Les 7 du Québec
Le Forum social mondial de Montréal –
2016 – un bilan
Robert Bibeau

Mercredi 17 août 2016
http://www.les7duquebec.com/...
Un
autre monde est nécessaire, est-il
possible ?
Le 12e
Forum social mondial s’est tenu du 9 au
14 aout 2016 à Montréal (Canada).
Encore une fois le FSM a réuni des
militants sociaux engagés, des employés
d’ONG stipendiés, des syndicalistes bien
payés, des collectifs contre la guerre
illuminés, des universitaires, et des
intellectuels de renom, de fait, il n’y
manquait que la classe ouvrière
révolutionnaire, nous y reviendrons.
Ce 12e Forum a connu une
grande affluence grâce à une couverture
médiatique importante. Cette
participation masque pourtant un
essoufflement des capacités de
mobilisation parmi la petite bourgeoise
paupérisée, les étudiants endettés, les
jeunes désœuvrés, les chômeurs affamés,
les retraités délaissés et les lumpen
sacrifiés. C’est que cette Cour
des miracles des causes perdues
les plus diverses ne fait plus recette
parmi ceux qui voudraient réformer
cette société dont ils ne comprennent
pas le fonctionnement, mais contre
laquelle ils ont quantité de griefs.
Ils
étaient plusieurs milliers de promoteurs
des causes les plus diverses à se
retrouver pour s’émuler, se coordonner,
échanger et s’illusionner sur
l’efficacité présumée de leurs activités
militantes. Ce n’est pas la bonne
volonté qui faisait défaut, mais plutôt
la clarté des propos, et surtout il
manquait la classe sociale qui fera un
jour jaillir de ses mains un nouveau
mode de production et un Nouveau Monde
dont la plupart des participants n’ont
aucune idée. Enfin, ce genre de
rassemblement permet au service de
police de rafraichir leurs fichiers
d’activistes.

**MATÉRIEL:**
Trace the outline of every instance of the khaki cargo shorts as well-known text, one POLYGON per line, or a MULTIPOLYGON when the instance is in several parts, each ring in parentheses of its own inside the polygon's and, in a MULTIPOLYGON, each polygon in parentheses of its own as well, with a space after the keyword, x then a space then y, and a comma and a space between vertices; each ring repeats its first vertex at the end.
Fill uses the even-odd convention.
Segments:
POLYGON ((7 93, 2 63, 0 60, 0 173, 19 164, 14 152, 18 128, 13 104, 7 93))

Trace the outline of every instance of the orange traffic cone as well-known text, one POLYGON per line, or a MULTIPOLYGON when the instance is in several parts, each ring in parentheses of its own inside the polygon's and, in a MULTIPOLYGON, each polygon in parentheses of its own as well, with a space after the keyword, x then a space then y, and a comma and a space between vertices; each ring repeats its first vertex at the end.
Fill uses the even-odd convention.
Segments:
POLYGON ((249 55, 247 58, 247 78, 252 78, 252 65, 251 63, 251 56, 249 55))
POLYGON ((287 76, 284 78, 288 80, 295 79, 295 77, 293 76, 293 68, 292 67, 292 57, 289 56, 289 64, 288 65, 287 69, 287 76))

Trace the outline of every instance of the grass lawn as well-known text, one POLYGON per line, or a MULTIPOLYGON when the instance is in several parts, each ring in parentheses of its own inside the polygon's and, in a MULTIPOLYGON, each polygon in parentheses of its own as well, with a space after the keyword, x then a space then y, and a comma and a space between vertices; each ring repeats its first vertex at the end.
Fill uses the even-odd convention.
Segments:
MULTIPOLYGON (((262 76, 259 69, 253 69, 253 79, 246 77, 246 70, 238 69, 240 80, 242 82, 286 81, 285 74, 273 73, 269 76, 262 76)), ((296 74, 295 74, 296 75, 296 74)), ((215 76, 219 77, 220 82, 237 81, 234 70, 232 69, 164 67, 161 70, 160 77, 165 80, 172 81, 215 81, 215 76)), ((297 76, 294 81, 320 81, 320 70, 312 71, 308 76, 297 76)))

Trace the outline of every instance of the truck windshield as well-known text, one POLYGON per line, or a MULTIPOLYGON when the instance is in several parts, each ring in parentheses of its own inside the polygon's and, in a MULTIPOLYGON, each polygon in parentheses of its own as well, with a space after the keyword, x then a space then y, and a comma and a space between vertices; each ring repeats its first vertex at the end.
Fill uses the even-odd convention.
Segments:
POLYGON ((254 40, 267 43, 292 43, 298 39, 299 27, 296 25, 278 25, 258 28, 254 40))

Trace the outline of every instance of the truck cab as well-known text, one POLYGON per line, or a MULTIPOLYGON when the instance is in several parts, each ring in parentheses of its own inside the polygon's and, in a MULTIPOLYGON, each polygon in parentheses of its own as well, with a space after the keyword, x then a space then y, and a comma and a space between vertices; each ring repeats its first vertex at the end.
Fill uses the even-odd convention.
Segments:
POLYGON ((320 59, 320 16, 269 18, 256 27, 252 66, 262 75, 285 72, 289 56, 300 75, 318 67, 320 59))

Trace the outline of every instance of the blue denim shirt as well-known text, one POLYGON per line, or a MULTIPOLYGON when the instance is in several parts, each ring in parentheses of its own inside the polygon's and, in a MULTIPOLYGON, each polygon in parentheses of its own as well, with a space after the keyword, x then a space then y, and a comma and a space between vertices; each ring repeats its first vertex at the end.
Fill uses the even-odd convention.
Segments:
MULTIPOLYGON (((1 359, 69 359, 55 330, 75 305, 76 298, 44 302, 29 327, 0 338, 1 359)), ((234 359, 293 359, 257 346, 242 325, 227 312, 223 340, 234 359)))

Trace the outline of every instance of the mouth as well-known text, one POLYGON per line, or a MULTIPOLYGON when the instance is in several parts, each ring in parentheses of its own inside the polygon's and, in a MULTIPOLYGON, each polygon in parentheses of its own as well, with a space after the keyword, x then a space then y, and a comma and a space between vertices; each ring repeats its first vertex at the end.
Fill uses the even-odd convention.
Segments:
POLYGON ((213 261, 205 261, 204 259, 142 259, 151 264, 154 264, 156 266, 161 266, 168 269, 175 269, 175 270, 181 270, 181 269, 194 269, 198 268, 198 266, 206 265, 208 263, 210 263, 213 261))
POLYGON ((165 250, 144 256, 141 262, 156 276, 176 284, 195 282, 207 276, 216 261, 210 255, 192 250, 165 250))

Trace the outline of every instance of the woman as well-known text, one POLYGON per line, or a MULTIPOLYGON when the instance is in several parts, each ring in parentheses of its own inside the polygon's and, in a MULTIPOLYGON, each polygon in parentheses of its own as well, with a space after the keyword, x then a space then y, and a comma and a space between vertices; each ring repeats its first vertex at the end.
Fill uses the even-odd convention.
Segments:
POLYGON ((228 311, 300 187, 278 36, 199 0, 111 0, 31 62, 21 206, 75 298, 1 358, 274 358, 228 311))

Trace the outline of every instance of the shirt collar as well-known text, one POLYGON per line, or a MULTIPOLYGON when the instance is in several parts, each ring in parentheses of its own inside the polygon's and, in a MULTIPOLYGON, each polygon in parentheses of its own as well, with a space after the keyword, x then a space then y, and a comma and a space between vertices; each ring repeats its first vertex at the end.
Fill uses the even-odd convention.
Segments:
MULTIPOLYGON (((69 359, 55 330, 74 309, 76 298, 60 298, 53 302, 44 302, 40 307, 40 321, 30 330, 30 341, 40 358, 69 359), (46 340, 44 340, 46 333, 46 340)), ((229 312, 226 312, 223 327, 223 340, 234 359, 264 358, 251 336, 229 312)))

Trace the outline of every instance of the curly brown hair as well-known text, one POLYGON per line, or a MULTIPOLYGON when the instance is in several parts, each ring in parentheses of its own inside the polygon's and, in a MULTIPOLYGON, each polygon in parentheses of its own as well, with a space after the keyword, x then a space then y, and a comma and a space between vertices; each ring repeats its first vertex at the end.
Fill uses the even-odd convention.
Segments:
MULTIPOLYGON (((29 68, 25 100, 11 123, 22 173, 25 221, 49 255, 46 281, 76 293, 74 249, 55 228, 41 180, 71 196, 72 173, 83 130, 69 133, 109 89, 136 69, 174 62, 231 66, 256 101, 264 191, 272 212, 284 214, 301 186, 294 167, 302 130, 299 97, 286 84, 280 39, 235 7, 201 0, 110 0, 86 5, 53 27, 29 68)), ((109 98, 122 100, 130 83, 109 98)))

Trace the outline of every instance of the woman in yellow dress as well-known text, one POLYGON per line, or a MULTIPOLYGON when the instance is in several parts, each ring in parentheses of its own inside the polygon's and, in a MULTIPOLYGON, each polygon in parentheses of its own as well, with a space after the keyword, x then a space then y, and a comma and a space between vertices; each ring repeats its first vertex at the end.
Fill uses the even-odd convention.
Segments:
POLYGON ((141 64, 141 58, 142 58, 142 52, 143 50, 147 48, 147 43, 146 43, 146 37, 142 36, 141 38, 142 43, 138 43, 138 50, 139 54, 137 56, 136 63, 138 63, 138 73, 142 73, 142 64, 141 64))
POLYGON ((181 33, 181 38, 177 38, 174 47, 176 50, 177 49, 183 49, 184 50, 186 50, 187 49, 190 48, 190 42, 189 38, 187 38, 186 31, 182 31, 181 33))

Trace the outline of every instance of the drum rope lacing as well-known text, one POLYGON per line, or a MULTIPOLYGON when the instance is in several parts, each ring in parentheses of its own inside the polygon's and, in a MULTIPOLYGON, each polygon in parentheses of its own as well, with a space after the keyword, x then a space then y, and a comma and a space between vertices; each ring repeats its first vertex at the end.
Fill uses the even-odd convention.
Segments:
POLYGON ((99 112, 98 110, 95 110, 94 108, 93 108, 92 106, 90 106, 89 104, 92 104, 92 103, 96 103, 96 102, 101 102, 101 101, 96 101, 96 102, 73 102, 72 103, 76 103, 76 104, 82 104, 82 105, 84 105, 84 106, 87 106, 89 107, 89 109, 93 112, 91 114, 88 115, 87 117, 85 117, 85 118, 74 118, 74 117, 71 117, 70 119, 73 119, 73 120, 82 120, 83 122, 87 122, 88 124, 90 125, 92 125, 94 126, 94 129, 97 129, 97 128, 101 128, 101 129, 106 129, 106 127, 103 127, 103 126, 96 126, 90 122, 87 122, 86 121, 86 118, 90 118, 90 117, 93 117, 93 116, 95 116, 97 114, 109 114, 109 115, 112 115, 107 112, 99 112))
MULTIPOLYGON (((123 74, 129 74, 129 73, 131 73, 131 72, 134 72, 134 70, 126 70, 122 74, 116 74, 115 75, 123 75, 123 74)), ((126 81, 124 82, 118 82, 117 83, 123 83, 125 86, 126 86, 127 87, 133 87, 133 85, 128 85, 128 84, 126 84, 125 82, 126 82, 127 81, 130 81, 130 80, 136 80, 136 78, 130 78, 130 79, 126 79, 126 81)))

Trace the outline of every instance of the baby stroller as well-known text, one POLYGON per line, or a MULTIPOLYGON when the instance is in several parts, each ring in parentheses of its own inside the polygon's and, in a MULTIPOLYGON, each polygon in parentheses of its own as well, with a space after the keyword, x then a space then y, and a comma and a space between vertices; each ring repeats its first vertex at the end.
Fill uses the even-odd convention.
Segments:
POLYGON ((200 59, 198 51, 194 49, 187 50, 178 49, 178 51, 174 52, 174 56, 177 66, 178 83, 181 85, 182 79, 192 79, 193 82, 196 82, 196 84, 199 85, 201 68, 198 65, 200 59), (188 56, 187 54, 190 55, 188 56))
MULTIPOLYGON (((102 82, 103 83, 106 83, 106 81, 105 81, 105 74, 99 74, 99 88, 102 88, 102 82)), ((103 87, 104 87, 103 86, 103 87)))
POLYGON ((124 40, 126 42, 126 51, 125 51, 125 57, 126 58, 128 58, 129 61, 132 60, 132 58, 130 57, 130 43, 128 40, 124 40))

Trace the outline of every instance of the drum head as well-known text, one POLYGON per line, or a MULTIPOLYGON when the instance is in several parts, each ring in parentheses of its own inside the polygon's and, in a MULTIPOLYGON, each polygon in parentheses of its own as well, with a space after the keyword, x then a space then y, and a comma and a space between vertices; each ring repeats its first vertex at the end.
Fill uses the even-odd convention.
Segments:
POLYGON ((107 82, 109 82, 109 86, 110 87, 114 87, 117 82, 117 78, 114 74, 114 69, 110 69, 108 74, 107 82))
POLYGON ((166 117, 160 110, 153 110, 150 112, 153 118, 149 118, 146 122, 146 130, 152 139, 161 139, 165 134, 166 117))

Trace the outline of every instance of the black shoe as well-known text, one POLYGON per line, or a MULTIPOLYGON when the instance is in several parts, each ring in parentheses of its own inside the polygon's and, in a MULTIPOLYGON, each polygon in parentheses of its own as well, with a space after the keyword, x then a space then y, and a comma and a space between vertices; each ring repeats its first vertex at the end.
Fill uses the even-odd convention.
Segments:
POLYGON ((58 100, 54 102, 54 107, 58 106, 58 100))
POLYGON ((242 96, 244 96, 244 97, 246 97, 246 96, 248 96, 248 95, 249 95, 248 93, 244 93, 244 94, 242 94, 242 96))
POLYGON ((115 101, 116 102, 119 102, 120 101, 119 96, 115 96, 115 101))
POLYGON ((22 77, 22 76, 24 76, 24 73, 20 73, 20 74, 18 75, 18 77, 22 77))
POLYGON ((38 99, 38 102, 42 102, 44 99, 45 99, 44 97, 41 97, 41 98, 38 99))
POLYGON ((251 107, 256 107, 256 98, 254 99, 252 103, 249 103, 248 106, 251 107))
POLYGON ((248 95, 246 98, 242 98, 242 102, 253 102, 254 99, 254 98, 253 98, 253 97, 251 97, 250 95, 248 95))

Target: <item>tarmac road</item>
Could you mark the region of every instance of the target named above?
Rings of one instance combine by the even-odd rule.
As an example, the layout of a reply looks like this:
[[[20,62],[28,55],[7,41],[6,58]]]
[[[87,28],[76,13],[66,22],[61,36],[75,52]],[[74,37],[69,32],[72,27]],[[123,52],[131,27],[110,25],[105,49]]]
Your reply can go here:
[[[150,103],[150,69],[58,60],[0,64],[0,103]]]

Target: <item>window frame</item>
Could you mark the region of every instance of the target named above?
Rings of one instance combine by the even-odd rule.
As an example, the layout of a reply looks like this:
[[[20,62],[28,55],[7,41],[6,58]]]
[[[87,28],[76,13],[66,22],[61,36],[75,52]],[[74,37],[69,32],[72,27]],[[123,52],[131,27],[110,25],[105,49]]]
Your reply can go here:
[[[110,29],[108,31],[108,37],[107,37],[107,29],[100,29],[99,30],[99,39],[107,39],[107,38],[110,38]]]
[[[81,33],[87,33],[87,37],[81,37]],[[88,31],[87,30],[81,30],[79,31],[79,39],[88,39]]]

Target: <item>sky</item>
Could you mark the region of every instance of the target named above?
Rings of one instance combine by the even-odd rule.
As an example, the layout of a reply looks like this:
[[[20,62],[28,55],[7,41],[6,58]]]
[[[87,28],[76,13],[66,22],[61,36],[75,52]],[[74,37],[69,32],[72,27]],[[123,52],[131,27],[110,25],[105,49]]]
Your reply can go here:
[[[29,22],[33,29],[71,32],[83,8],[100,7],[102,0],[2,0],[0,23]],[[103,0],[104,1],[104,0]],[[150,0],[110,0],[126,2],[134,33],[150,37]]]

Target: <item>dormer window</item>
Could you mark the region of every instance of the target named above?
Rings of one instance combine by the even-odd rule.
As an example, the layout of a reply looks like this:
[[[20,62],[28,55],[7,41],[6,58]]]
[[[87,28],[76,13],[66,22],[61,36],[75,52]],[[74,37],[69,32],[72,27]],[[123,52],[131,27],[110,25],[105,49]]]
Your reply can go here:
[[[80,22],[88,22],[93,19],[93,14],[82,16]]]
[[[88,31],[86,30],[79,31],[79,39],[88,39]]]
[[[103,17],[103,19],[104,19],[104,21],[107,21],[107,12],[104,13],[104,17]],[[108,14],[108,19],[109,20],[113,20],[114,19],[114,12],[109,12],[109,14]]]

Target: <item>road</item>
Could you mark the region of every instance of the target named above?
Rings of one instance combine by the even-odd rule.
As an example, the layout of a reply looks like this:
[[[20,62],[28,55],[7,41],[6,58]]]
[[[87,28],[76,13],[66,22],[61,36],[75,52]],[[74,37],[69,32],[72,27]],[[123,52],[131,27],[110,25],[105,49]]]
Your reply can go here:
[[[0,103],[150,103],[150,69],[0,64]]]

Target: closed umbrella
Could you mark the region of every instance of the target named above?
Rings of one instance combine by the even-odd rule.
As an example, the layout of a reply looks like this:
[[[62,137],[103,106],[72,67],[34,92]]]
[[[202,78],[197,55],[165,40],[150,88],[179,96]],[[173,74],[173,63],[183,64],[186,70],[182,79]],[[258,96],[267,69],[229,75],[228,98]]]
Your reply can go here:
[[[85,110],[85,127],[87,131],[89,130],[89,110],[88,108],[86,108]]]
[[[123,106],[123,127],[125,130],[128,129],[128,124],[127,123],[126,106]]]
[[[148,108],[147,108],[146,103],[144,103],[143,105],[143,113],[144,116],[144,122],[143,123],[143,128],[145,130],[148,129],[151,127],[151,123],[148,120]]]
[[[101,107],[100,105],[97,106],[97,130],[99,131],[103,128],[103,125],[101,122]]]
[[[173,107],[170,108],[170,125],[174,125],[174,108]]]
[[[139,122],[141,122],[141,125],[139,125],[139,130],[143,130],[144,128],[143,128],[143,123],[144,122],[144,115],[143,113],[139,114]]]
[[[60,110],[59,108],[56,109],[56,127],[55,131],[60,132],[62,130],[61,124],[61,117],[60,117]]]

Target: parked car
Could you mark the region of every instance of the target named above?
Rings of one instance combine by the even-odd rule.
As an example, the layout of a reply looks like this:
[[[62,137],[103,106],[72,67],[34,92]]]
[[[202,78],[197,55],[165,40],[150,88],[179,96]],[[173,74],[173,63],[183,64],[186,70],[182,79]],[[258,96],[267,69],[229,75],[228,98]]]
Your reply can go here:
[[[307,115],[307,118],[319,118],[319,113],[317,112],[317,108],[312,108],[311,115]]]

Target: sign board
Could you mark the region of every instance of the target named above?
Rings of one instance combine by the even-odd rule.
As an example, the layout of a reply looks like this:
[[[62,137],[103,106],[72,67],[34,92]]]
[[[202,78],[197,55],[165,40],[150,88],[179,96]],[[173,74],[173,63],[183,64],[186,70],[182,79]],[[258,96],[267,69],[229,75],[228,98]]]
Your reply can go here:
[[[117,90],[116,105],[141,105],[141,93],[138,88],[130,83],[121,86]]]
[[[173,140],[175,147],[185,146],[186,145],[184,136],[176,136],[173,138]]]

**CONSIGNE:**
Dans le bilan du Forum social mondial, recopiez le passage qui va de « Encore une fois » jusqu'à « nous y reviendrons. » en rebaptisant « universitaires » en « chercheurs ».

**RÉPONSE À LA CONSIGNE:**
Encore une fois le FSM a réuni des
militants sociaux engagés, des employés
d’ONG stipendiés, des syndicalistes bien
payés, des collectifs contre la guerre
illuminés, des chercheurs, et des
intellectuels de renom, de fait, il n’y
manquait que la classe ouvrière
révolutionnaire, nous y reviendrons.